[Stored data entries]

■ ■ ■

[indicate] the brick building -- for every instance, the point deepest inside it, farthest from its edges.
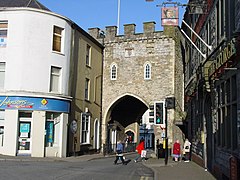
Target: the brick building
(211, 86)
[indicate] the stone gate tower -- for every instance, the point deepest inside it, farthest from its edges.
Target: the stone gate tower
(140, 69)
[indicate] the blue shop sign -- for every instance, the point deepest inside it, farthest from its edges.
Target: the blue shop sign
(34, 103)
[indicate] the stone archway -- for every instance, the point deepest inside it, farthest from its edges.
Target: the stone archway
(124, 111)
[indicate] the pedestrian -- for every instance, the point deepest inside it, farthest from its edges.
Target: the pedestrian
(176, 151)
(119, 153)
(141, 151)
(186, 150)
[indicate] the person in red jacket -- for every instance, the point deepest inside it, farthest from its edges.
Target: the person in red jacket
(176, 150)
(139, 149)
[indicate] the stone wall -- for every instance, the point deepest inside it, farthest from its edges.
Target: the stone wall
(130, 52)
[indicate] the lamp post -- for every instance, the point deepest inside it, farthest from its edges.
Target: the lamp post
(118, 17)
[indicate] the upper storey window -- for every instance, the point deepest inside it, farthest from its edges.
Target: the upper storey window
(3, 33)
(88, 55)
(113, 72)
(147, 71)
(55, 79)
(57, 39)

■ ■ ■

[Brief]
Looking at the records above, tally the lines holding "indicate" and reply with that number only.

[Written response]
9